[DRBD-user] read i/o path question

Tue Jul 6 01:01:05 CEST 2004

/ 2004-07-05 10:32:33 -0700
\ Alan Jones:
> Hi Philipp,
> 
> > 1. FS starts read.
> > 2. DRBD has to ship the read to the peer
> > 3. FS starts write to the same location. (Which does not make sense!)
> > 4. DRBD signals the completion of the two operations, note that DRBD
> >    will return the old data for the read request.
> > 
> > A) No FS issues such ussage patterns.
> > B) Which data should be returned in this read anyway? The old, or the new
> >    version ?
> 
> If the read were issued after the write returned, the application can expect
> the new data.  I don't believe there is any requirement otherwise.  Either
> new or old should be fine; maybe even a combination.  For example, uncompleted
> writes after a crash are not gauranteed to be atomic.  The only practical use 
> of concurent I/O to the same block that I have seen is when a writer wants to 
> continually to update some date, for example, a logging transaction number.  
> For this to work, the writer needs to serialize it's calls to make_request(); 
> and perhaps you might be required to order the writes.

we [try to... :) ] guarantee strict write ordering on both nodes.
anyways.... it does not happen, and if it does nevertheless,
it is not our fault, the result is "theoretically undefined",
and thats what that user gets back.

> Entries shown
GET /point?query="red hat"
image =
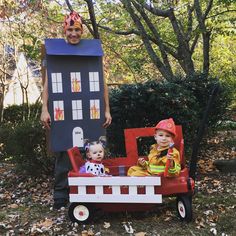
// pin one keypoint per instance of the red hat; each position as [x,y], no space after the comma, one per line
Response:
[167,125]
[73,19]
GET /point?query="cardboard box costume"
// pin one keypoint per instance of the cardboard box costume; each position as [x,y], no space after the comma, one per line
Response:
[76,92]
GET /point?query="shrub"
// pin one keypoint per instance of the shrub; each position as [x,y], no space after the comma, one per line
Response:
[15,114]
[143,105]
[24,143]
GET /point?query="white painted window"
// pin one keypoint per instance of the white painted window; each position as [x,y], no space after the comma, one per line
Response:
[75,79]
[58,108]
[77,112]
[56,83]
[94,82]
[95,109]
[78,137]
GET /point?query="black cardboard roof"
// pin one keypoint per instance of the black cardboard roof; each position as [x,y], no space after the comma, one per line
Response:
[86,47]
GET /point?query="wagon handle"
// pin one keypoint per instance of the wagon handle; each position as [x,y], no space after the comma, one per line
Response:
[194,156]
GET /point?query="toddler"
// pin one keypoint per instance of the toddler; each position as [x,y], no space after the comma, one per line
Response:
[163,157]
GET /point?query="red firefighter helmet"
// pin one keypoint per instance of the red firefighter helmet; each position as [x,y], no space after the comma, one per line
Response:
[167,125]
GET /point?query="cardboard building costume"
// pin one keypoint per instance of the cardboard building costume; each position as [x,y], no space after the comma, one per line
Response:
[76,92]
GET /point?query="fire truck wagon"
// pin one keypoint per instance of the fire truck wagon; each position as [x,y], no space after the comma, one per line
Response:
[119,192]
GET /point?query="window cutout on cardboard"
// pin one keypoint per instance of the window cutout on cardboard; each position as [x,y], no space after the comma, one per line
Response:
[78,137]
[58,108]
[75,79]
[77,112]
[57,83]
[94,82]
[94,109]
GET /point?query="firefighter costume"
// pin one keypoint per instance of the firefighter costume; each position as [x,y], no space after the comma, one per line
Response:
[158,156]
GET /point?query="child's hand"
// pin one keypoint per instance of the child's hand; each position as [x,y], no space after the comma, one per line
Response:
[142,162]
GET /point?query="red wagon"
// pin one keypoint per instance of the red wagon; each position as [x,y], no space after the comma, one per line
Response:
[120,192]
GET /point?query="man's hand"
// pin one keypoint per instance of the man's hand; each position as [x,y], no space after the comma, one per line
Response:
[108,119]
[46,119]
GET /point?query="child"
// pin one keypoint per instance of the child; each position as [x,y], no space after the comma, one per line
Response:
[160,154]
[95,155]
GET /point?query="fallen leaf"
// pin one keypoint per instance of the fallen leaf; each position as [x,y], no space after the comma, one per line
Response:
[140,234]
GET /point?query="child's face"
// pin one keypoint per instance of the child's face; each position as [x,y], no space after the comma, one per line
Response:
[163,138]
[96,152]
[73,34]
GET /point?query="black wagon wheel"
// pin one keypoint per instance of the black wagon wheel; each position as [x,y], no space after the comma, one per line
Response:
[184,207]
[80,212]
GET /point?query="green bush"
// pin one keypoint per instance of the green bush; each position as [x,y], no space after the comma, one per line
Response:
[143,105]
[17,113]
[25,145]
[23,141]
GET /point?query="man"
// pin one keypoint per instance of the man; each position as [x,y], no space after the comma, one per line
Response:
[73,30]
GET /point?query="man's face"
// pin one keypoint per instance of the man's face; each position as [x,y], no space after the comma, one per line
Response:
[163,138]
[73,34]
[96,152]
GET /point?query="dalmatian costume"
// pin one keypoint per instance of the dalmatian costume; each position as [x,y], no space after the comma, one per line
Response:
[93,167]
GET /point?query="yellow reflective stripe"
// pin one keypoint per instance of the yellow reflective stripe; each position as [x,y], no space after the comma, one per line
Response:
[175,169]
[157,167]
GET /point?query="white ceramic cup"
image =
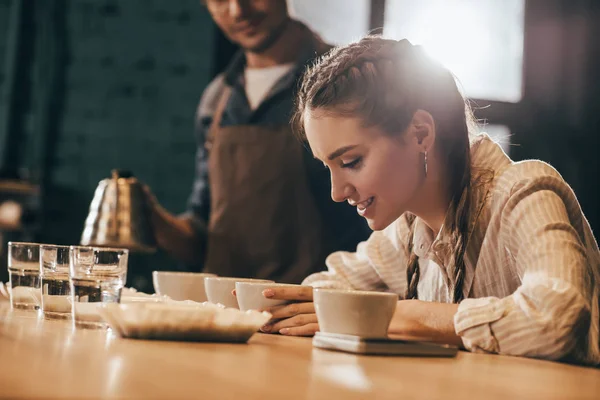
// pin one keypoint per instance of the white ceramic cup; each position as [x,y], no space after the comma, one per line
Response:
[250,297]
[353,312]
[180,285]
[218,290]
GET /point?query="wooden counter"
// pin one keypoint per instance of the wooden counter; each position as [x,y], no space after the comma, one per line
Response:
[49,359]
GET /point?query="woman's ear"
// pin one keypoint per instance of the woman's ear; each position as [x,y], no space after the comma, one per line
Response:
[421,130]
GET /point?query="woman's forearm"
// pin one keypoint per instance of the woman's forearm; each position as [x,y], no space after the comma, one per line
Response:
[427,321]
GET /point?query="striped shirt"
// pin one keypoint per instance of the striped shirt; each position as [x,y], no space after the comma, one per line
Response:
[532,265]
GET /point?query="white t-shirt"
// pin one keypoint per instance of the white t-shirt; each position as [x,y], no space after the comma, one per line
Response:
[260,80]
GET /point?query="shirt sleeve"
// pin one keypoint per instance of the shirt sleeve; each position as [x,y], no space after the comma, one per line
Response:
[549,314]
[377,264]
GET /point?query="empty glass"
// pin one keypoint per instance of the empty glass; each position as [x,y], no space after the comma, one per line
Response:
[96,276]
[54,272]
[24,275]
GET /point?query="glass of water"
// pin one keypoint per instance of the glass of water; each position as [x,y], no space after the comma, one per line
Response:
[54,272]
[97,276]
[24,275]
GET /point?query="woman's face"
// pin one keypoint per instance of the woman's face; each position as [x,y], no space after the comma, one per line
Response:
[377,173]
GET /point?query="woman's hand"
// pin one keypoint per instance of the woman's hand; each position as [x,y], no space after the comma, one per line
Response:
[295,319]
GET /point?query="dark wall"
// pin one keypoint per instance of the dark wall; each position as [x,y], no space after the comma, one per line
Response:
[132,75]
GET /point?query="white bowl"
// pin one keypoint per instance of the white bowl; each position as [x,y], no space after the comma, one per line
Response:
[353,312]
[218,290]
[180,285]
[250,297]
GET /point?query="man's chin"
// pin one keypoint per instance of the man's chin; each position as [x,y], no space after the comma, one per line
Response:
[258,45]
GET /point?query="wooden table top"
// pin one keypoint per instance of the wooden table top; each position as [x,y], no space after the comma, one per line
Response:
[49,359]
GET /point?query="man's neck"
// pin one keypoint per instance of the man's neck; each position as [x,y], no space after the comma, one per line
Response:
[283,51]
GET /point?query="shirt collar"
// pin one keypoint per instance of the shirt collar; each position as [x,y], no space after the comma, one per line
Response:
[313,47]
[487,158]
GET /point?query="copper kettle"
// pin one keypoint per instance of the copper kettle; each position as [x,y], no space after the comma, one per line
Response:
[119,215]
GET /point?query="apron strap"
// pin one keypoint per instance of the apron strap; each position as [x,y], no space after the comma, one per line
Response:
[217,117]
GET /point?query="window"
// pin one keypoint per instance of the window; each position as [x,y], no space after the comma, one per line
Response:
[480,41]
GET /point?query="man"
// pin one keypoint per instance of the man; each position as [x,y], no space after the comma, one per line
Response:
[260,204]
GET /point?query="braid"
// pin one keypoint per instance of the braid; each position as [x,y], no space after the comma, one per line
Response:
[384,82]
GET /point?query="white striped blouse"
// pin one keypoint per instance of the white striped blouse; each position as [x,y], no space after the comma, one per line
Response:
[532,273]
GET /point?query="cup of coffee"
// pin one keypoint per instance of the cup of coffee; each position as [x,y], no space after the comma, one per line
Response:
[250,297]
[219,289]
[180,285]
[353,312]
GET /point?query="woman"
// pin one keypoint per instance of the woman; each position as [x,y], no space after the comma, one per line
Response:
[488,254]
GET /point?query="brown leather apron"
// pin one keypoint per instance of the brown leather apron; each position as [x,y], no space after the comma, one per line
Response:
[264,222]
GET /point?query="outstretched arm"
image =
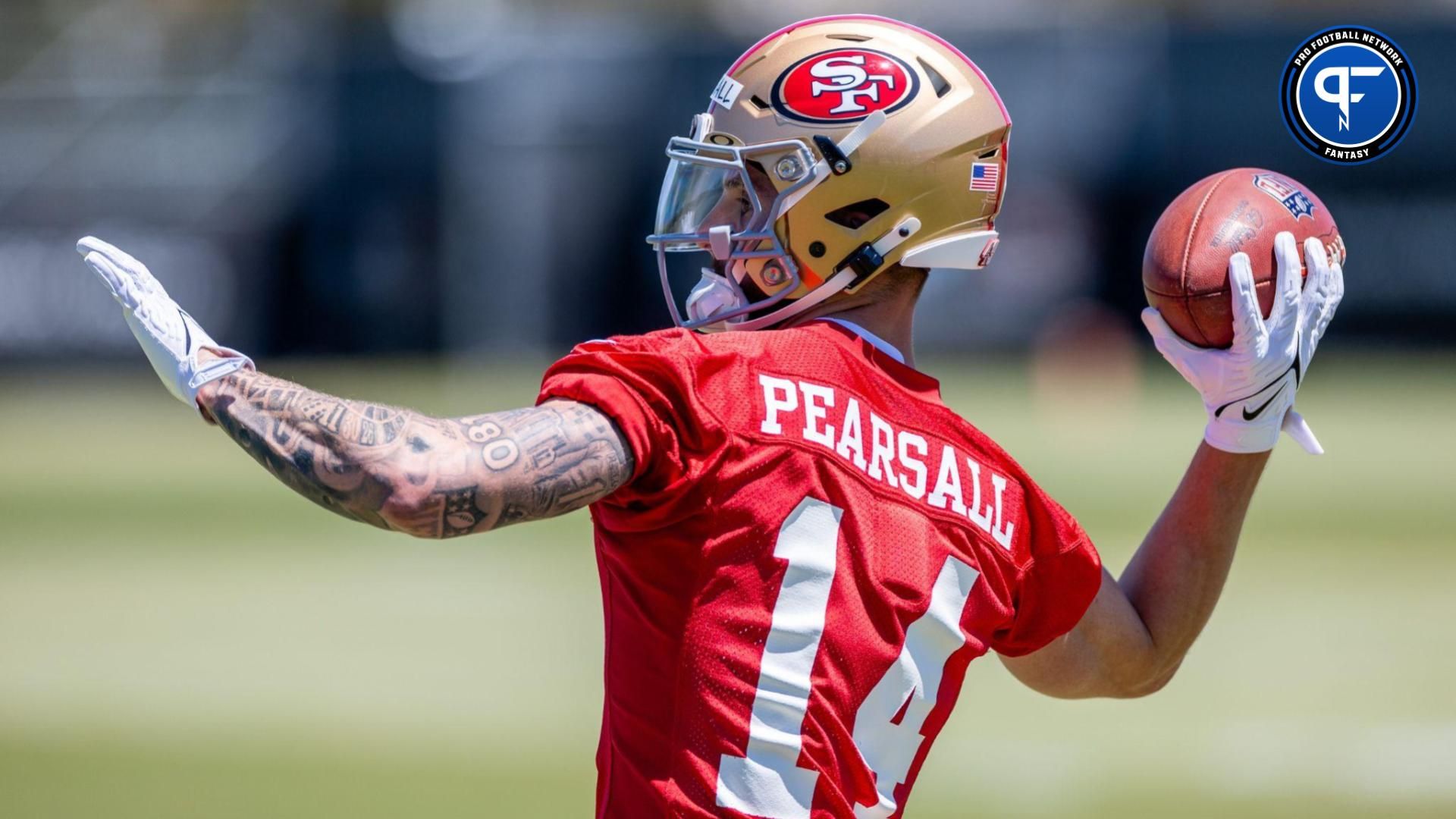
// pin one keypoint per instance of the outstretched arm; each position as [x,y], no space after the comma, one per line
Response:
[381,465]
[1141,626]
[410,472]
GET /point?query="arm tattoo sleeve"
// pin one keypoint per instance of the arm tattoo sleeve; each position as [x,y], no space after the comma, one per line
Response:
[428,477]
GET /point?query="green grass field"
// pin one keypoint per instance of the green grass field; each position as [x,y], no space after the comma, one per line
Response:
[180,637]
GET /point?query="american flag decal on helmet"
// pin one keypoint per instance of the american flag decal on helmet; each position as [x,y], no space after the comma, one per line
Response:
[984,175]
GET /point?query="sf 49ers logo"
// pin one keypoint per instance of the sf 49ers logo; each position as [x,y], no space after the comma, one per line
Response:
[843,85]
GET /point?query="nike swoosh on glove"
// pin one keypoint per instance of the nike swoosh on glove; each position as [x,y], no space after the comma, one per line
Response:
[1248,390]
[168,334]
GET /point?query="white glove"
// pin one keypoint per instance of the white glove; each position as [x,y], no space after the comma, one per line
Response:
[169,337]
[1248,390]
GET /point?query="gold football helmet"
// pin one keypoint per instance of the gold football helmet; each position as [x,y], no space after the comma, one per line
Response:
[832,150]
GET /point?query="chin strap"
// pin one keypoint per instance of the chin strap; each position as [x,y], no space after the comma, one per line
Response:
[845,278]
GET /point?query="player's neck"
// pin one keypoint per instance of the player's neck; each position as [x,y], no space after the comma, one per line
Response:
[892,319]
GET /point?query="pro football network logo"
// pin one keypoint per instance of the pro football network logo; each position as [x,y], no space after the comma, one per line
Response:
[1348,95]
[843,85]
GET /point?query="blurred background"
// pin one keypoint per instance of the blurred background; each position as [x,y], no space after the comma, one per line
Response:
[425,202]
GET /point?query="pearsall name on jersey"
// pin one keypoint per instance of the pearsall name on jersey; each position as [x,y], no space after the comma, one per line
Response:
[894,457]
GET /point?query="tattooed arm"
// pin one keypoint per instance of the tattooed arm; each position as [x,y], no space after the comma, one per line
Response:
[428,477]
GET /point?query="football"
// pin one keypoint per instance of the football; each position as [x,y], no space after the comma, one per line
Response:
[1185,265]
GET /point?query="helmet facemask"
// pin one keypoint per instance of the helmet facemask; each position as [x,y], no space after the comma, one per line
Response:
[727,200]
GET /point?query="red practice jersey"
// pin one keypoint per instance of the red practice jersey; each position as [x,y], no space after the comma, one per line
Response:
[810,551]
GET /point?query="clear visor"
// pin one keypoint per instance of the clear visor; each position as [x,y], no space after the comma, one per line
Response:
[698,197]
[721,202]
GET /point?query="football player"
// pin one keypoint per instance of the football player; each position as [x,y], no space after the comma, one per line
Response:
[800,545]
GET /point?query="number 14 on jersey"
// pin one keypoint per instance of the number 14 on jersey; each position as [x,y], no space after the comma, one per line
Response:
[766,780]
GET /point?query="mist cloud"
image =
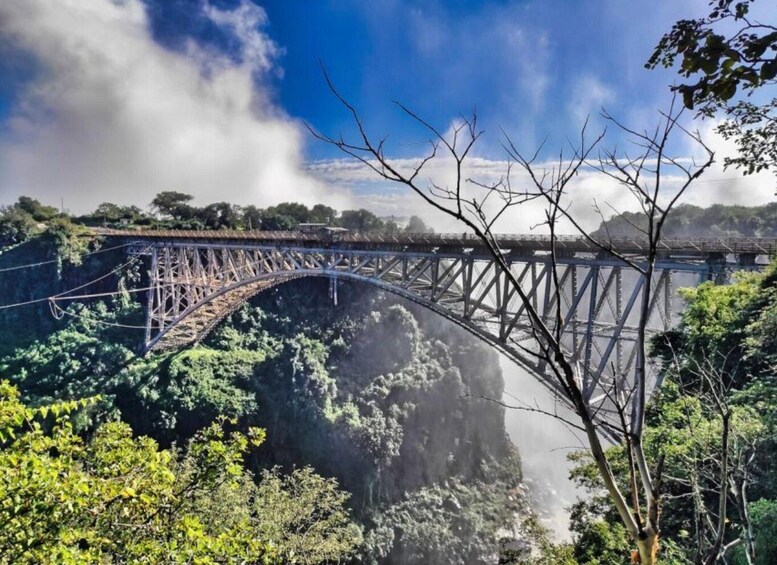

> Tasks to complete
A - Transcribe the DRBD post, starting with "[DRBD-user] read i/o" and going on through "the read request.".
B - Extend the DRBD post by writing what comes next after its final sentence.
The items have no connection to the DRBD post.

> Solved problems
A -
[DRBD-user] read i/o path question

Tue Jul 6 01:01:05 CEST 2004

/ 2004-07-05 10:32:33 -0700
\ Alan Jones:
> Hi Philipp,
> 
> > 1. FS starts read.
> > 2. DRBD has to ship the read to the peer
> > 3. FS starts write to the same location. (Which does not make sense!)
> > 4. DRBD signals the completion of the two operations, note that DRBD
> >    will return the old data for the read request.

B -
> My other question relates to a power failure senario.  Both primary and
> secondary have valid copies, but may not be consistent due to uncompleted
> writes.  After rebooting it is possible to provide service while 
> synchronizing *and* continue service should either system fail.  In doing
> so you need to delay returning reads until after the blocks read have been
> synchronized.  This way, an application that reads a block twice can expect
> the same data, even if the copy the data was read from fails inbetween.  This
> is a worthy goal if it is not already designed for, but not a quick fix.

this needs deep thought. some file systems dynamically relocate even
their meta data. so you can not simply continue service on a sync target.

but we talk already double failure here. maybe we are able to cope with
certain kinds of multiple failure scenarios --
preparing for "all of them" is ... complex.
and not our primary developement target.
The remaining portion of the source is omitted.